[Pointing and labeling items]
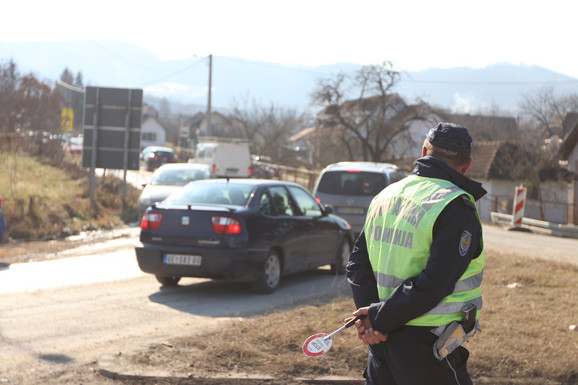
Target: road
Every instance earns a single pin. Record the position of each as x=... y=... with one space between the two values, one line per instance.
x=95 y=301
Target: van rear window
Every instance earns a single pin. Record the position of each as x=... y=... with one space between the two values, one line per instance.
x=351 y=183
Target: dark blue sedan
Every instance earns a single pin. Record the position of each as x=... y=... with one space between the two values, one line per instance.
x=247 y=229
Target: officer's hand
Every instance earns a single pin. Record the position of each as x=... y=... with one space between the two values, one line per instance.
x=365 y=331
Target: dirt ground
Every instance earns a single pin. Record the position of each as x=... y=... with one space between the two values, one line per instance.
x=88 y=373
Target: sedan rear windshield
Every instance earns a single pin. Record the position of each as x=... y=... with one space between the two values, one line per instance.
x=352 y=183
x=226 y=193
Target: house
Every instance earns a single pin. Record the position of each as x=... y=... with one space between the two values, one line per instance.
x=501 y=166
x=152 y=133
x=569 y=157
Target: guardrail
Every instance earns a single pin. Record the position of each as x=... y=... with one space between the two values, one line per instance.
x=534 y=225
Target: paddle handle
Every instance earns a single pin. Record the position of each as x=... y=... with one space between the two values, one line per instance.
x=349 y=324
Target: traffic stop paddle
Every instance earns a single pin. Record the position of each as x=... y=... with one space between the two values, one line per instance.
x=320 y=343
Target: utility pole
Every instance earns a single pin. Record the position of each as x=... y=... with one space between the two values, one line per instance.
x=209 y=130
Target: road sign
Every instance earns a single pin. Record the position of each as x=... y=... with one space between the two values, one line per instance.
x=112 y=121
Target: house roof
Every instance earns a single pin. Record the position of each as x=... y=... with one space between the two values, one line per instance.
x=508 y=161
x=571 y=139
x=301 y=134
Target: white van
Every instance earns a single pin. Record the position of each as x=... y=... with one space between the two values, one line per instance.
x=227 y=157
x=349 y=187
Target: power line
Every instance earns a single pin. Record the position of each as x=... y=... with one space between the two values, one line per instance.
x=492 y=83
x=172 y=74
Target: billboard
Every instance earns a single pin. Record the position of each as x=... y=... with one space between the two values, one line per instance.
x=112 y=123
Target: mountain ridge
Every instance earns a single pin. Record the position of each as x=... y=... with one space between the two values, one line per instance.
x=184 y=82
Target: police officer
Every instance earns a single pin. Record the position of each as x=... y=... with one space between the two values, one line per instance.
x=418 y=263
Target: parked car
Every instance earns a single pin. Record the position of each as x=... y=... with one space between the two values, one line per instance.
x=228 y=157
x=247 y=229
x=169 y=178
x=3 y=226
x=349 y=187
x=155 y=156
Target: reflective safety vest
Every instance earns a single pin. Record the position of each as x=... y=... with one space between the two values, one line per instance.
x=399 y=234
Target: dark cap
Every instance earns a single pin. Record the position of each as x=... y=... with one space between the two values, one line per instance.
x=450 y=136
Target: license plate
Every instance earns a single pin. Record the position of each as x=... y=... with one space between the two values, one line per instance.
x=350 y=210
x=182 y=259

...

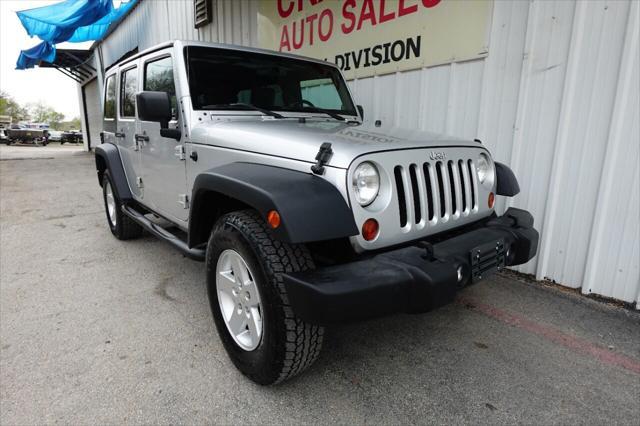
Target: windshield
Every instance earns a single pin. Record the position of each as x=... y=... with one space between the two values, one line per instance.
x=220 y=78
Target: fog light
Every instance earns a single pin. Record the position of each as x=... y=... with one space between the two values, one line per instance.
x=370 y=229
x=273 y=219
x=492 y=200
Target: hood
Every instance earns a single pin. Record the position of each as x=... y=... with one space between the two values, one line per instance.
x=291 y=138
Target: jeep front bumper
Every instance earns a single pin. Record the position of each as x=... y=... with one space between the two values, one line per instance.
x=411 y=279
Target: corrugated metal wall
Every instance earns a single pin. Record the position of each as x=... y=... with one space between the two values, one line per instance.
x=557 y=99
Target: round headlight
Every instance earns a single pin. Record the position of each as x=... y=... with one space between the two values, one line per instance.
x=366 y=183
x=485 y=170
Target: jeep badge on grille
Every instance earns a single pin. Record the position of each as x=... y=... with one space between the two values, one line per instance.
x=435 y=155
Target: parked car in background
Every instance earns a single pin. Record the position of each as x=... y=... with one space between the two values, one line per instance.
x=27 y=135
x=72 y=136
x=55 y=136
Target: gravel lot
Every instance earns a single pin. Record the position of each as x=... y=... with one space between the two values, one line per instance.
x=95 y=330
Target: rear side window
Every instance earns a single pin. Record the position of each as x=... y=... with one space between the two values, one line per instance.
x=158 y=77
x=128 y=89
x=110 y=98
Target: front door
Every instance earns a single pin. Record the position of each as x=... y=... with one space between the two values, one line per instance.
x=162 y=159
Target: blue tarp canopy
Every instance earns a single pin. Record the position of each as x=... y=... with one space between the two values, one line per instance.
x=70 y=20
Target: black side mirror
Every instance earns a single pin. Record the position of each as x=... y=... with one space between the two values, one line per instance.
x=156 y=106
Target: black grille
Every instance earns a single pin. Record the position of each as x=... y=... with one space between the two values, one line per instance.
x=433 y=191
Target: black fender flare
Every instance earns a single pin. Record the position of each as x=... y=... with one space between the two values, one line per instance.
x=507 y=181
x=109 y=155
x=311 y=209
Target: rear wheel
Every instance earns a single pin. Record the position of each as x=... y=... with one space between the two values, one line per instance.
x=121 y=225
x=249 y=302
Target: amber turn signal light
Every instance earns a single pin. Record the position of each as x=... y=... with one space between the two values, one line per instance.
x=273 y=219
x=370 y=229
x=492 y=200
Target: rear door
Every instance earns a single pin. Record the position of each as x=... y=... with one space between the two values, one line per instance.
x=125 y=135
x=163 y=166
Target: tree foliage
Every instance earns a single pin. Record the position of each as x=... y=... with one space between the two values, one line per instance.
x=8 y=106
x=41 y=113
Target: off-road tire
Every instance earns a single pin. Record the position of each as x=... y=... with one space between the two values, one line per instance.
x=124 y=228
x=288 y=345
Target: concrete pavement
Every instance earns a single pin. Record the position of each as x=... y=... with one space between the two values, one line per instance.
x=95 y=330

...

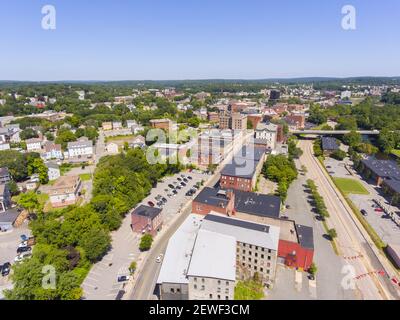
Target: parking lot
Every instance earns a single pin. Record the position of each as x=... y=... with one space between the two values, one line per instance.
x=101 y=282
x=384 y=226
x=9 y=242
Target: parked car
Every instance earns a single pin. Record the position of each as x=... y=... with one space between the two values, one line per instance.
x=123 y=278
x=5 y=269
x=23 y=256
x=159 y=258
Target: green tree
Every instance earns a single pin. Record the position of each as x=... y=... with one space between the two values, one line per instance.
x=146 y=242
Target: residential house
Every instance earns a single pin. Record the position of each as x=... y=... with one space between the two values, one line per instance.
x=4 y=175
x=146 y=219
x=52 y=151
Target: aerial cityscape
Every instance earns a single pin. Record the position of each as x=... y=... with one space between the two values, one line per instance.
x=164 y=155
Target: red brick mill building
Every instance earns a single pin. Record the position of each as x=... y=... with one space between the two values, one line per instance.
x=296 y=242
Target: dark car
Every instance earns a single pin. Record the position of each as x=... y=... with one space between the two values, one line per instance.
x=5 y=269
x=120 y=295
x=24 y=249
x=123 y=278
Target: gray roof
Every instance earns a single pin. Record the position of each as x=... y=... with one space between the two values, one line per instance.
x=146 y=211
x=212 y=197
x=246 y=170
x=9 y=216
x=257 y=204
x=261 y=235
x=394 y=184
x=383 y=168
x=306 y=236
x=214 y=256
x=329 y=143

* SHORT EXERCISE
Gather every line of the items that contains the word "grille" and copy each one out.

* EXERCISE SOLUTION
Target: jeep badge on grille
Target: black grille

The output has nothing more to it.